[Region pointing data]
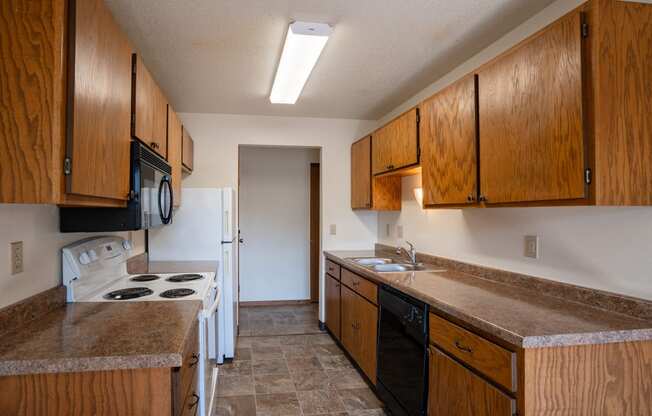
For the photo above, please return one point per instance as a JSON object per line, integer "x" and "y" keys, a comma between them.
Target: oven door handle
{"x": 165, "y": 217}
{"x": 211, "y": 311}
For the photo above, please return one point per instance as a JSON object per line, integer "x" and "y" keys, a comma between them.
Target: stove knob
{"x": 84, "y": 258}
{"x": 93, "y": 255}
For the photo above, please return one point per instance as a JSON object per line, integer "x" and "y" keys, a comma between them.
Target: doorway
{"x": 279, "y": 210}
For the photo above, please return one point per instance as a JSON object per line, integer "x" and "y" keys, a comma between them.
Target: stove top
{"x": 145, "y": 278}
{"x": 177, "y": 293}
{"x": 187, "y": 277}
{"x": 128, "y": 293}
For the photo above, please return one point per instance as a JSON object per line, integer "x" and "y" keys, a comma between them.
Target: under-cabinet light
{"x": 303, "y": 45}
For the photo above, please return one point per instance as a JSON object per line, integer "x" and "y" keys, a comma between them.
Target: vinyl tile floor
{"x": 290, "y": 368}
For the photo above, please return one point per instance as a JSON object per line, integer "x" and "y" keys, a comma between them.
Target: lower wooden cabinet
{"x": 333, "y": 306}
{"x": 454, "y": 390}
{"x": 359, "y": 330}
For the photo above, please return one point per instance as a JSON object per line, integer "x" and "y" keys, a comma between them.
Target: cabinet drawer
{"x": 360, "y": 285}
{"x": 494, "y": 361}
{"x": 185, "y": 376}
{"x": 333, "y": 269}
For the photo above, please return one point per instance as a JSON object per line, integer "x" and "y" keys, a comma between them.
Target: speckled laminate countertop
{"x": 92, "y": 336}
{"x": 515, "y": 315}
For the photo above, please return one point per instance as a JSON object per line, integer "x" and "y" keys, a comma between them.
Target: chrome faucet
{"x": 411, "y": 254}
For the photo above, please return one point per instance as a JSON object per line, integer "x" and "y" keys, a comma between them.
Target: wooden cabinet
{"x": 174, "y": 153}
{"x": 333, "y": 306}
{"x": 57, "y": 146}
{"x": 359, "y": 330}
{"x": 448, "y": 138}
{"x": 531, "y": 127}
{"x": 367, "y": 191}
{"x": 188, "y": 151}
{"x": 454, "y": 390}
{"x": 396, "y": 145}
{"x": 149, "y": 122}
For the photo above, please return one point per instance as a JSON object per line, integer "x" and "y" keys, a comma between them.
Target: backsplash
{"x": 37, "y": 226}
{"x": 606, "y": 248}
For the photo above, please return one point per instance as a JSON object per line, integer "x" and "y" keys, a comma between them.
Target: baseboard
{"x": 276, "y": 303}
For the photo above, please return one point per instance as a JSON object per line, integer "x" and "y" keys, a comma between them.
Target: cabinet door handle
{"x": 463, "y": 347}
{"x": 195, "y": 360}
{"x": 193, "y": 404}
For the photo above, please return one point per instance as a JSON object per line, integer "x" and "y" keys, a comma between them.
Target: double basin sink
{"x": 387, "y": 265}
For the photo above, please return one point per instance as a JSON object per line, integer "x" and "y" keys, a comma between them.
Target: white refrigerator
{"x": 204, "y": 229}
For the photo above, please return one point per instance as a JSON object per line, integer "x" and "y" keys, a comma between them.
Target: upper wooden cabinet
{"x": 531, "y": 126}
{"x": 149, "y": 122}
{"x": 448, "y": 137}
{"x": 368, "y": 192}
{"x": 396, "y": 145}
{"x": 188, "y": 151}
{"x": 56, "y": 146}
{"x": 174, "y": 153}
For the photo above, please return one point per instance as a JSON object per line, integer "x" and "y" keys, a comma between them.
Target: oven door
{"x": 207, "y": 372}
{"x": 156, "y": 197}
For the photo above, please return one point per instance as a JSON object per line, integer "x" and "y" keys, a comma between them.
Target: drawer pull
{"x": 195, "y": 360}
{"x": 193, "y": 404}
{"x": 463, "y": 347}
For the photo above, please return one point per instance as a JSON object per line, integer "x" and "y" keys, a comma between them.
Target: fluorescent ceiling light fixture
{"x": 303, "y": 45}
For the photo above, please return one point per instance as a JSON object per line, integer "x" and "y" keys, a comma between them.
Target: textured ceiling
{"x": 219, "y": 56}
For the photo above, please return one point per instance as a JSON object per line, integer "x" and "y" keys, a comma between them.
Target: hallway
{"x": 285, "y": 365}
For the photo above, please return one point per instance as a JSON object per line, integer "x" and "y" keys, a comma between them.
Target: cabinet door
{"x": 98, "y": 137}
{"x": 150, "y": 110}
{"x": 531, "y": 128}
{"x": 174, "y": 153}
{"x": 359, "y": 330}
{"x": 350, "y": 336}
{"x": 454, "y": 390}
{"x": 367, "y": 324}
{"x": 361, "y": 174}
{"x": 188, "y": 152}
{"x": 395, "y": 145}
{"x": 333, "y": 306}
{"x": 448, "y": 145}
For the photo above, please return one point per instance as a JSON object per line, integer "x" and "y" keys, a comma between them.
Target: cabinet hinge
{"x": 67, "y": 166}
{"x": 588, "y": 176}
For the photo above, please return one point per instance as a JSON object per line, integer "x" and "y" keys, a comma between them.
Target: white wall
{"x": 600, "y": 247}
{"x": 217, "y": 137}
{"x": 275, "y": 223}
{"x": 38, "y": 227}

**About this exercise**
Could you set down exactly the lines above, from the one containing "Target: cabinet hinge" through the last, including both and nothing else?

**Response to the task**
Target: cabinet hinge
{"x": 67, "y": 166}
{"x": 588, "y": 176}
For the photo above, please return one point per instance as a JSON object per line, integer "x" and "y" keys, a comma between them.
Target: white wall
{"x": 600, "y": 247}
{"x": 217, "y": 137}
{"x": 275, "y": 223}
{"x": 38, "y": 227}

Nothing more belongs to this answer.